*** Article ***

In future periods there is likely to be a contribution from the fair value movement of underlying investments but at this reporting point, all investments have been valued at the price of recent investment and so the impact on the profit of the Company is nil.
The Company invests exclusively in long term infrastructure assets, in particular, solar PV assets in the UK market, which have the benefit of long term regulated revenue streams. The underlying value of each investment is derived principally from long term contracted cashflows with key revenue uncertainties (energy prices and weather related impacts) being relatively mitigated due to a combination of a majority of revenue coming from RPI linked regulated sources and resulting from the relatively low volatility of irradiation when compared to other renewable feedstocks such as wind. Although incremental cashflow enhancements may be possible over the asset life through performance improvements and cost reductions these are expected to be incremental relative to other asset classes which are subject to high earnings volatility, market dynamics and growth aspirations.
The Company seeks to adhere to the International Private Equity and Venture Capital ("IPEV") Valuation Guidelines valuing its assets according to the principle of a willing buyer, willing seller valuation, and due to the relatively predictable nature of cashflows expects the most appropriate valuation methodology typically to be a discounted cashflow approach, in line with valuation trends across the infrastructure asset class. Notwithstanding this expectation, investments in this interim statement have exclusively been held at the price of recent investment on the basis that the period between the investment decision and the period end for this interim statement has been in some cases days, but in all cases less than six months. In the context of long term assets, this period is not considered suitable for measuring performance changes and the valuation applied by the Company at acquisition and is considered to remain the best mark to market valuation.

***

**Short problem A**:
Answer these questions from the valuation passage, one line each, marked as shown:
(i) In which market are the Company's solar PV assets located?
(ii) Which renewable feedstock is irradiation said to have relatively low volatility compared with?
(iii) How long, in all cases, was the period between the investment decision and the period end?

*** Dataset records ***

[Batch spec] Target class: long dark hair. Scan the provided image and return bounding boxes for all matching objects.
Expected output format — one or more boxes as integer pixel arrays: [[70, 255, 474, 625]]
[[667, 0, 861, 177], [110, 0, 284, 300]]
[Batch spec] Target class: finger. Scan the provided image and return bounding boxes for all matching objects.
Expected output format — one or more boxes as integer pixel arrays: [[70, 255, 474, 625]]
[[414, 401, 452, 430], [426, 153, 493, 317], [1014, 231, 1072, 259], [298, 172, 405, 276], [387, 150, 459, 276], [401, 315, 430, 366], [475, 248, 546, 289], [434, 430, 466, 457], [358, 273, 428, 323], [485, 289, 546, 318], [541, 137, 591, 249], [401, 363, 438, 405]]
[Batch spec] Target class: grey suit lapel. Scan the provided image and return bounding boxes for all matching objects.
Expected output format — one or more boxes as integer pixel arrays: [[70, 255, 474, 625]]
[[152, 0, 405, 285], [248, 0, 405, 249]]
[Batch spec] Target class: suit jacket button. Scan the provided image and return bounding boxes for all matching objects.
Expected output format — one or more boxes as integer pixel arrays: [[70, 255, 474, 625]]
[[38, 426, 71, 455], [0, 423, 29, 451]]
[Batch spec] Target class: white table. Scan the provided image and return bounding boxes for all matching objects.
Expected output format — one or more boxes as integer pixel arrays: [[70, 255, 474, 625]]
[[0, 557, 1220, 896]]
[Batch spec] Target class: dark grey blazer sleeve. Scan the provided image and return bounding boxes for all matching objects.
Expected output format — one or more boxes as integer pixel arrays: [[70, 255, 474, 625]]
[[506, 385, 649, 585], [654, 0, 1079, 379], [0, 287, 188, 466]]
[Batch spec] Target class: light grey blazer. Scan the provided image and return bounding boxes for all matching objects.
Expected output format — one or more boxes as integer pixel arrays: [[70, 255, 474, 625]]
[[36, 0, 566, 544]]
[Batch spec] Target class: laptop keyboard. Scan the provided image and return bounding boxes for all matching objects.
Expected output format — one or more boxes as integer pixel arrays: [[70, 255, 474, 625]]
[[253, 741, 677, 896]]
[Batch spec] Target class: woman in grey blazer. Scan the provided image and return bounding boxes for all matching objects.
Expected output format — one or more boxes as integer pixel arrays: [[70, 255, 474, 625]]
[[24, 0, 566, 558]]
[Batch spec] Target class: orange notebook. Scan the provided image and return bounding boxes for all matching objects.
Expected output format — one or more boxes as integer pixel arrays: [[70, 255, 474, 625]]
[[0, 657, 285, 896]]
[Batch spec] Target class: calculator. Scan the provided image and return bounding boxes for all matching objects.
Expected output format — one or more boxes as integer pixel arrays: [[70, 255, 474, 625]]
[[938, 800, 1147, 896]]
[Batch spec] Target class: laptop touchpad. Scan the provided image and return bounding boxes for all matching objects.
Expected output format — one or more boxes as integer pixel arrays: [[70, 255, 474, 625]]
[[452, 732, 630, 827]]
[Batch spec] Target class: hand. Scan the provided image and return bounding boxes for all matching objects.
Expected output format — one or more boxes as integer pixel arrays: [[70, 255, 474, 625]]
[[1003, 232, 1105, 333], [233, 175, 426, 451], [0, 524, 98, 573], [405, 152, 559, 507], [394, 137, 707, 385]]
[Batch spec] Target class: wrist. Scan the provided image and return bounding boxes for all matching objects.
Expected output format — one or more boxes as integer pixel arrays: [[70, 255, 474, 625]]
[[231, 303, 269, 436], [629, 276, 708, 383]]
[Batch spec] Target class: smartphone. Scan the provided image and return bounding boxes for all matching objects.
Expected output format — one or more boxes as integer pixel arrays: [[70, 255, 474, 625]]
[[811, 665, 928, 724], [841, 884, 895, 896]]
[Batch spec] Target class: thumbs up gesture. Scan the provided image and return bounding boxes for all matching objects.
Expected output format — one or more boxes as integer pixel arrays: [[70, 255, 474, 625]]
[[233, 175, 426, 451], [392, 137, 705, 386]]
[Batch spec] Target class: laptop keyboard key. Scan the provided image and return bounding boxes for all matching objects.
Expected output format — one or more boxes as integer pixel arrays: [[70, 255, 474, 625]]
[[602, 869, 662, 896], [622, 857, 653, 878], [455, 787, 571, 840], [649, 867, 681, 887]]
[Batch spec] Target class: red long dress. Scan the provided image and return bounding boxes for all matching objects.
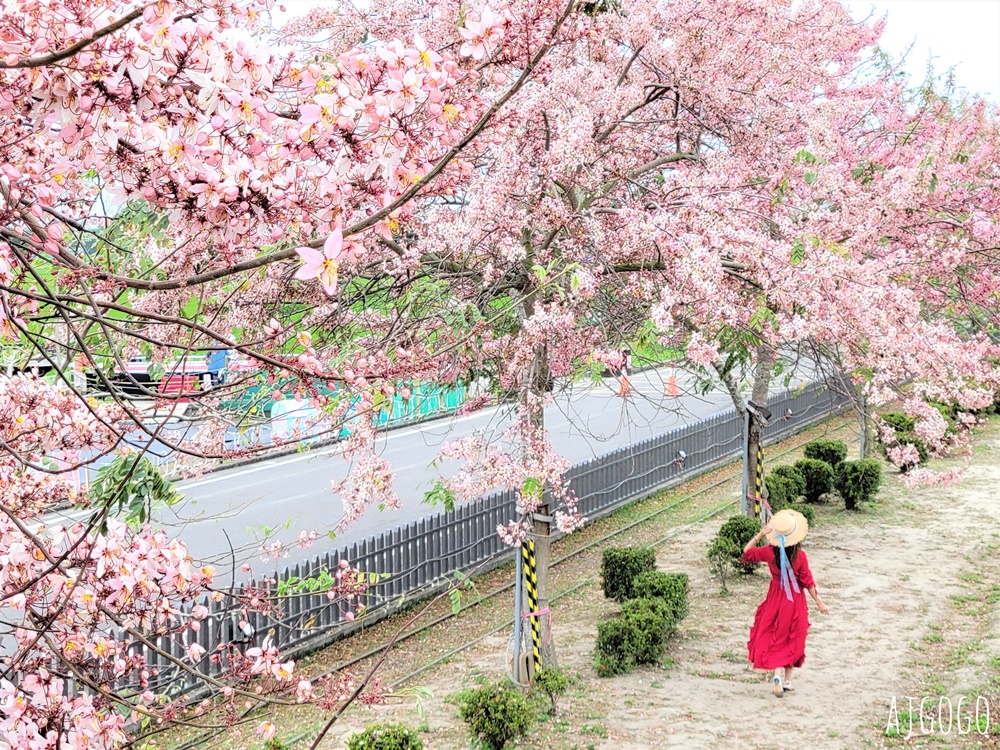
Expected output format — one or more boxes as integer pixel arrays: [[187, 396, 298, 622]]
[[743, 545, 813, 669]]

***

**Short problem B**: Arrange the stretch of rows from the line that contains "[Batch spec] Target class: hand." through the line that contains "[[233, 175, 426, 451], [392, 137, 705, 386]]", both included, as a two-column CSV with the columns request and boxes. Write one line per row, with its text and its answer each in a single quoted field and line breaks replaced by spaces.

**Exercise answer A**:
(i) The UK market.
(ii) Wind.
(iii) Less than six months.

**Exercise answer B**:
request,boxes
"[Batch spec] Target class: hand. Scan the provided image and return bounding boxes for all matching objects. Expected output format — one or more boxes as integer pixel arrays: [[70, 255, 474, 625]]","[[1003, 232, 1105, 333], [233, 175, 426, 451], [0, 524, 98, 573], [405, 152, 559, 507], [394, 137, 707, 385]]"
"[Batch spec] Target class: wrist. Scan the provided image and return bounding boxes for all matching objects. Expected output format — one or more boxes as integer pixel arrays: [[70, 255, 474, 625]]","[[231, 303, 269, 436], [629, 276, 708, 383]]"
"[Batch spec] Target class: smartphone. Scan the provided image and return bounding boxes for all matching objects. Expected output format — one or more boxes as integer pixel arrays: [[70, 255, 474, 625]]","[[811, 665, 928, 724], [841, 884, 895, 896]]"
"[Batch spec] Target class: thumbs up gesture. Scan the provided image and return bounding boxes for all matching objects. Expected output format — one or more boxes as integer pixel arrays: [[70, 255, 474, 625]]","[[233, 175, 426, 451], [392, 137, 705, 386]]"